> [WHAT IS EXPECTED]: Please print every line from the one containing "the black mic" through the last line of the records below, exactly as written and nothing more.

--- start of TASK MATERIAL ---

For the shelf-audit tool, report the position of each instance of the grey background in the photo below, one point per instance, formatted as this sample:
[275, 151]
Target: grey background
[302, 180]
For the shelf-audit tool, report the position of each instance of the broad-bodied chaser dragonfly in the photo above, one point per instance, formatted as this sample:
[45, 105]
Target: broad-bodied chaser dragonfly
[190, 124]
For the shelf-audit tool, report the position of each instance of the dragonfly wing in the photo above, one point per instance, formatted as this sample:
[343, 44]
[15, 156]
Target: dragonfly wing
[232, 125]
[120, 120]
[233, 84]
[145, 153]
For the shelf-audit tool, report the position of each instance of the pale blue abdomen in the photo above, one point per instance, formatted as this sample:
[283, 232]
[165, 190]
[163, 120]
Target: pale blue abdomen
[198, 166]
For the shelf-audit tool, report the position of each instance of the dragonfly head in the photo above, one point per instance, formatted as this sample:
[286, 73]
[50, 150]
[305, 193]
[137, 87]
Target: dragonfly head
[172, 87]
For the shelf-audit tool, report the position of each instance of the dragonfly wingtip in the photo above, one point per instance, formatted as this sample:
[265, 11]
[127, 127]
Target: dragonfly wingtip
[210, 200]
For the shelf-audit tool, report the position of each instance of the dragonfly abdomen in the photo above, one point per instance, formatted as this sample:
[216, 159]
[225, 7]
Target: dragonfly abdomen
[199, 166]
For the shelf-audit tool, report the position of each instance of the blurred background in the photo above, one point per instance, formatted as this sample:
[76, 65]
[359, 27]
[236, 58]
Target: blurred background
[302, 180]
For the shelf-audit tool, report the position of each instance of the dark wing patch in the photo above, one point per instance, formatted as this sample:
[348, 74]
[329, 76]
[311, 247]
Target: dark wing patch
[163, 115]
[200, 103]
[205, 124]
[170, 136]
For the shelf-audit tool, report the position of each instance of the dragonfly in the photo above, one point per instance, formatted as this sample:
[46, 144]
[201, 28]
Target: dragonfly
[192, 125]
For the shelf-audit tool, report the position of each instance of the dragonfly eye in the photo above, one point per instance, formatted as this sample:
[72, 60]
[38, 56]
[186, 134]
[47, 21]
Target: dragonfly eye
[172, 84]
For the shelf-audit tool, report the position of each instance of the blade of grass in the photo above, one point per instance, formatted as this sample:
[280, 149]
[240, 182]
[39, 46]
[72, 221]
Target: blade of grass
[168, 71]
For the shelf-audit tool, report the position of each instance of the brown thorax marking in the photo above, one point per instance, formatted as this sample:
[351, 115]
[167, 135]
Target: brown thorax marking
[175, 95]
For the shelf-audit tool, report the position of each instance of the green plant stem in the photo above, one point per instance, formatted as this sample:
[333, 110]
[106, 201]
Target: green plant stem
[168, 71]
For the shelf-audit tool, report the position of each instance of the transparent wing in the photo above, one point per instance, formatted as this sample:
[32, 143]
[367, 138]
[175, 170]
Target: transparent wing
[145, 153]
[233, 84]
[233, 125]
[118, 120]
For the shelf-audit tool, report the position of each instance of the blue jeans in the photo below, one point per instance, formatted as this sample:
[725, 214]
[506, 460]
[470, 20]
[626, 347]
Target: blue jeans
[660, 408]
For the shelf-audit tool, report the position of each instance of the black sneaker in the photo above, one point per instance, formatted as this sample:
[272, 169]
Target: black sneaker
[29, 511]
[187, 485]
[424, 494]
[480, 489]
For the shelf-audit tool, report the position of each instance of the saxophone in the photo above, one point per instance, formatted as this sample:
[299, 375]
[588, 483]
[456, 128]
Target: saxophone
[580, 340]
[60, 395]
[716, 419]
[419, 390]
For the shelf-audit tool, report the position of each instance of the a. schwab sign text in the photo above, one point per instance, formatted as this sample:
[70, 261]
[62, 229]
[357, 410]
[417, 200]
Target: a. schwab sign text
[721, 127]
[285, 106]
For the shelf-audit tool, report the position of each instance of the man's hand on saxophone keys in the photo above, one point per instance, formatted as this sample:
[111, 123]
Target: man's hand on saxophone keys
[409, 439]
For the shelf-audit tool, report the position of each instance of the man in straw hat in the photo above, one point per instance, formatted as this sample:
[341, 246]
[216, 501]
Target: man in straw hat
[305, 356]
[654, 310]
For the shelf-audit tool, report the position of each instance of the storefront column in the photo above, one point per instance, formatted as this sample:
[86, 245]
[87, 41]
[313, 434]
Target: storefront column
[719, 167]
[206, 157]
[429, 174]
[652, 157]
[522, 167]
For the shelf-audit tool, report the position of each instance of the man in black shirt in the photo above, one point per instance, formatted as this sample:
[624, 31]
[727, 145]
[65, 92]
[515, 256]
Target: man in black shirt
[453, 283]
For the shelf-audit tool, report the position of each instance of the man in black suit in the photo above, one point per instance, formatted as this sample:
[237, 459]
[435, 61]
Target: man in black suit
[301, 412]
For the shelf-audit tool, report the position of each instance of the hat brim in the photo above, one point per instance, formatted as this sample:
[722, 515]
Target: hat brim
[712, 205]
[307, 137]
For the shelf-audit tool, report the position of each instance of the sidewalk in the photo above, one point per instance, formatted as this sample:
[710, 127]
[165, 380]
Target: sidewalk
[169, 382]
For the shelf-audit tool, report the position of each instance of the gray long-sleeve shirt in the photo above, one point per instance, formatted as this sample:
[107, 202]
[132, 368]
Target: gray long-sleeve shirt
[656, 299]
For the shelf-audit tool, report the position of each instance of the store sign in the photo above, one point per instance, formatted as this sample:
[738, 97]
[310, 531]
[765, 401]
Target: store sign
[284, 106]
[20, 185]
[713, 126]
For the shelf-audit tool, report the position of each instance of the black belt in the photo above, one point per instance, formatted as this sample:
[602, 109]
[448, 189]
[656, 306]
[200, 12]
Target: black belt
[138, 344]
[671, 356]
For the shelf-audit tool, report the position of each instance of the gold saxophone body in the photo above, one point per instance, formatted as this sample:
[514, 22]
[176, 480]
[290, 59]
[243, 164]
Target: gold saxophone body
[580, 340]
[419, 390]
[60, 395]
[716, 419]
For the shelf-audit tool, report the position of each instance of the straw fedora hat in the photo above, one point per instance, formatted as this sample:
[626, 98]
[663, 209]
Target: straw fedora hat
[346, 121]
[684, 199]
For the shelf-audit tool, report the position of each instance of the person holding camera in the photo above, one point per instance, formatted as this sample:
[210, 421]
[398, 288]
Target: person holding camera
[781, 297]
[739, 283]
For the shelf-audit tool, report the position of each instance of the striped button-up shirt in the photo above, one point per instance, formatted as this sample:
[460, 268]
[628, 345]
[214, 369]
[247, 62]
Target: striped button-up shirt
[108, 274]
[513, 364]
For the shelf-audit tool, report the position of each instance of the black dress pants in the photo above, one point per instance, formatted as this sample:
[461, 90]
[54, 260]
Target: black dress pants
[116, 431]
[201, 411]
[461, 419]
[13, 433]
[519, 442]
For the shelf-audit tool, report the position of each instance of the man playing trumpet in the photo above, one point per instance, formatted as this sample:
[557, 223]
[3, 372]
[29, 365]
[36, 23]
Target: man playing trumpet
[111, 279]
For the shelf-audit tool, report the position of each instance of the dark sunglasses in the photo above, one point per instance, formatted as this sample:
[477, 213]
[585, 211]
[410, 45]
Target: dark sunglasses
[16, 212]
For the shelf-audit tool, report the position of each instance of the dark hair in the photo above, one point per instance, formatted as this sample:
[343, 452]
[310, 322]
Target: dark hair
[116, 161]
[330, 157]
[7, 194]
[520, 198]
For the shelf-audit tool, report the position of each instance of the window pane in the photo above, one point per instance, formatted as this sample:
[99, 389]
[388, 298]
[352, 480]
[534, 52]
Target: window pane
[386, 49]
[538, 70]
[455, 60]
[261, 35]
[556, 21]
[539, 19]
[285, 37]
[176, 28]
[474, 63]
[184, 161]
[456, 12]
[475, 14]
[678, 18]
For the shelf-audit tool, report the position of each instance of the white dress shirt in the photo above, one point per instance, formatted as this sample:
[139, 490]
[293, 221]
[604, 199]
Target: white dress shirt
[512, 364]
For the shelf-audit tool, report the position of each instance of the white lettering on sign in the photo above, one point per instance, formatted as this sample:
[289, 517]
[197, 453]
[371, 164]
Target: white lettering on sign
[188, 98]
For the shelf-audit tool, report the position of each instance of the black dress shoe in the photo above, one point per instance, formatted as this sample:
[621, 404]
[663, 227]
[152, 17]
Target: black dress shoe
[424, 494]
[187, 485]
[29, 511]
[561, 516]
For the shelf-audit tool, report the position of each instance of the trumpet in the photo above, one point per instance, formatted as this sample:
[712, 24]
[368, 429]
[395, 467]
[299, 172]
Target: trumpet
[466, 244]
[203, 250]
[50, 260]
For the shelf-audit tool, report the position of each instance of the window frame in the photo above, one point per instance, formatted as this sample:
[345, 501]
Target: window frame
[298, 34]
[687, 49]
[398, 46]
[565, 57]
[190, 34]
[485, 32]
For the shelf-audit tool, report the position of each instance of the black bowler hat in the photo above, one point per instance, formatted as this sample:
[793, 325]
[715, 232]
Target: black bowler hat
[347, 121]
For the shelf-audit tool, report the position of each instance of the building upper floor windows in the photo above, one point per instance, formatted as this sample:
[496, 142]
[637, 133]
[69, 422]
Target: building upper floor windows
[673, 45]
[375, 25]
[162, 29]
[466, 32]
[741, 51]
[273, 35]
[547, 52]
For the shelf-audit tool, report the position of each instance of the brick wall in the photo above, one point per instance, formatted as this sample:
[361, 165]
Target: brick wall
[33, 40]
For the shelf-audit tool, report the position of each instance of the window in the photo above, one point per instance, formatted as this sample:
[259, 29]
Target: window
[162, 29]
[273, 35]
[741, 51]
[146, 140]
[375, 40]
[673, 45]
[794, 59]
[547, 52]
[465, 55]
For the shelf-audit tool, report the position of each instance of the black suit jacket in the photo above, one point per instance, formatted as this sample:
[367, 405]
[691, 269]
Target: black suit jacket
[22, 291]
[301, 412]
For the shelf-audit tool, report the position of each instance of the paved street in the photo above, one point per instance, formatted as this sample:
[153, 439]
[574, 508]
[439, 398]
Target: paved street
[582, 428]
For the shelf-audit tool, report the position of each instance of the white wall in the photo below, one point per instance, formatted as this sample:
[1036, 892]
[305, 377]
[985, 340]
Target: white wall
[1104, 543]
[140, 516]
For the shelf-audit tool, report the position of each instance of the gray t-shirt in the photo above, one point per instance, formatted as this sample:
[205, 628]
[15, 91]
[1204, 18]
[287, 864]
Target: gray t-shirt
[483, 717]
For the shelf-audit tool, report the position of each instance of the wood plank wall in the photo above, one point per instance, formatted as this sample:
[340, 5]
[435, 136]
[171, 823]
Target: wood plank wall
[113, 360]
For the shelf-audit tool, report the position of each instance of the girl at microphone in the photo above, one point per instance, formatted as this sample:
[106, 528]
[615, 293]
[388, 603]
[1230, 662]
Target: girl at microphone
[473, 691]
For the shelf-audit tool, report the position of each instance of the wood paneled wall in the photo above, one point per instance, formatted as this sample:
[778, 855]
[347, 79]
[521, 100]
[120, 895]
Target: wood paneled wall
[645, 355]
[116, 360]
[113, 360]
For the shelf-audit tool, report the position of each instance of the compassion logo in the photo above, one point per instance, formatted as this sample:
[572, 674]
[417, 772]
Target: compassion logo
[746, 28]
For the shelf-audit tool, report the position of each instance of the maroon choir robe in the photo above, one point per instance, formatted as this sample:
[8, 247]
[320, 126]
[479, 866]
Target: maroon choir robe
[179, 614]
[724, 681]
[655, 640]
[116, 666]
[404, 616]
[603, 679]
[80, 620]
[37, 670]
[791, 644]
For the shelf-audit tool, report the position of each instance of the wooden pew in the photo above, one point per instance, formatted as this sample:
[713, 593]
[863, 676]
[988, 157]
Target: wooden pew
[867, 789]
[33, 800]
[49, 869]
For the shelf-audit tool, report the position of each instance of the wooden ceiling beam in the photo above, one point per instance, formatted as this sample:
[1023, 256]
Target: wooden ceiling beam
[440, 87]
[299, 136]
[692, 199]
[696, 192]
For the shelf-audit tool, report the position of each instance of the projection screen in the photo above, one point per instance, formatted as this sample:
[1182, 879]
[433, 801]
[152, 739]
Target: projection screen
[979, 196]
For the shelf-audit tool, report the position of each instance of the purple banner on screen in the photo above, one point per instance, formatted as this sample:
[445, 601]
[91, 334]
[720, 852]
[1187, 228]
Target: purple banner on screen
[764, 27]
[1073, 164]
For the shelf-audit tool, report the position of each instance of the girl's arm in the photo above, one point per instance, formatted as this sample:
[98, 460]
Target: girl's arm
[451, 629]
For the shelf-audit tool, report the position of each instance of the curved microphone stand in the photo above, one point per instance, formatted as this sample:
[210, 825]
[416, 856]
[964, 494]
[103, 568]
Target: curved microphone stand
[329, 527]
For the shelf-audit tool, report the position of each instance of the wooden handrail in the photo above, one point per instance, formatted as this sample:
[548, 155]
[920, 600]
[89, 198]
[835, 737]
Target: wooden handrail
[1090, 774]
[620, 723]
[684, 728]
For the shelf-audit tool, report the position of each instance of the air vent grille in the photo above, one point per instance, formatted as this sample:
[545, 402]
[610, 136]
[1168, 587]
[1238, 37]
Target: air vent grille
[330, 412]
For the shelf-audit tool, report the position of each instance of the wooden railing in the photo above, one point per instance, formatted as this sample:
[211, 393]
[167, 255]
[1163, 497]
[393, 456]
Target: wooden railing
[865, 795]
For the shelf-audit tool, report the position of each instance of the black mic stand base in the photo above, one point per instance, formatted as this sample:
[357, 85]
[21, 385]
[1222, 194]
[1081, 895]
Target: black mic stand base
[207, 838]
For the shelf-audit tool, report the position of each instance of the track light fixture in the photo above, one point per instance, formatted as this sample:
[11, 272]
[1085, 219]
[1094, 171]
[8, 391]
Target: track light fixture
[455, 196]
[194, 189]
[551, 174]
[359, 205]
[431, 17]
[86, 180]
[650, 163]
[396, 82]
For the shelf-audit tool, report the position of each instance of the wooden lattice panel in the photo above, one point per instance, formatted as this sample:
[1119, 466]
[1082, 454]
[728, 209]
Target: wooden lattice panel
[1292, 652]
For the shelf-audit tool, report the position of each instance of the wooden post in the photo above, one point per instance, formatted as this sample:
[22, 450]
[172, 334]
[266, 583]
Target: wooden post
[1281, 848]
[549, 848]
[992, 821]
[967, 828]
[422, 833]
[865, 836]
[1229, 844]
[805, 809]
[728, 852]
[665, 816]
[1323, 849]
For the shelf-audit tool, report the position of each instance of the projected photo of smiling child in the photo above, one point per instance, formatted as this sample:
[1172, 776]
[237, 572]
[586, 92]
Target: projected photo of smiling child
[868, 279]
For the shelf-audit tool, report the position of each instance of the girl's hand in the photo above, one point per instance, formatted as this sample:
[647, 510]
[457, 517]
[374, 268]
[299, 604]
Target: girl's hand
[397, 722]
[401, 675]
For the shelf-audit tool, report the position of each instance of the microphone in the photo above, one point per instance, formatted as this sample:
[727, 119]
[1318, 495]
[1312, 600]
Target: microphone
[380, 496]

--- end of TASK MATERIAL ---

> [OUTPUT]:
For the shelf-audit tool, report the position of each instance of the black mic stand base in the photo above, one point per instance, formatted as this sample:
[357, 85]
[21, 385]
[1222, 194]
[1081, 895]
Target: black mic stand base
[207, 838]
For the shelf-audit tool, report the position of each instance of the track light fixture in the photo above, one point per instance, formatted as this sample:
[11, 272]
[1085, 219]
[1094, 171]
[8, 391]
Target: track light fixture
[455, 196]
[194, 189]
[551, 174]
[359, 205]
[431, 17]
[86, 180]
[650, 163]
[396, 82]
For the shelf-audit tool, report the position of each instance of the wooden lattice panel in the photo above, one point per instance, formatted as this sample:
[1119, 466]
[1082, 454]
[728, 209]
Target: wooden lattice panel
[1292, 652]
For the shelf-audit tool, report the position of each instance of the wooden post in the photo above, one point per instance, formatted as this sample:
[22, 450]
[172, 334]
[266, 583]
Target: wooden post
[1281, 848]
[549, 848]
[992, 821]
[967, 828]
[422, 833]
[865, 836]
[1229, 844]
[805, 809]
[728, 852]
[665, 816]
[1323, 849]
For the shelf-audit tool, report the position of each instance of the projected photo of smiling child in the photo above, one point per instance, formatted as this sample:
[1172, 776]
[237, 572]
[586, 92]
Target: projected photo of smiling child
[868, 279]
For the shelf-audit tool, report the position of each instance of the girl's hand in the photo above, one point per instance, formatted as this sample:
[647, 510]
[457, 517]
[374, 268]
[299, 604]
Target: girl's hand
[397, 722]
[401, 675]
For the shelf-audit tool, report the position of each instance of the microphone in the photo above, one point per instance, formatted as this sample:
[727, 119]
[1318, 495]
[1312, 600]
Target: microphone
[380, 496]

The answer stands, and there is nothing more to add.